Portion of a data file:
— start —

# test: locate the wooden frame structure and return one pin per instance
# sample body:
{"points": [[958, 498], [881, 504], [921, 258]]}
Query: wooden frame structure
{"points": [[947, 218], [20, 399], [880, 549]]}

— end —
— start —

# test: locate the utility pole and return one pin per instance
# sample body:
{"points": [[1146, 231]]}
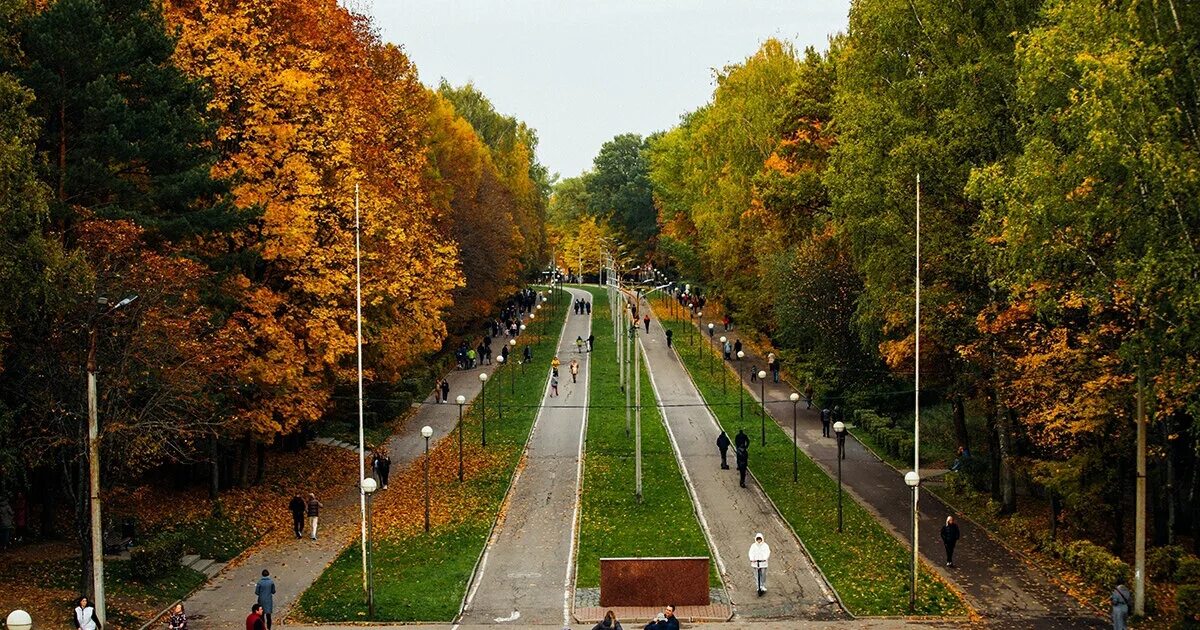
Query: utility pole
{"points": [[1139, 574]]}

— end —

Direction
Count the lines in the material above that contain the string "return". Reply with the number alone.

Output
2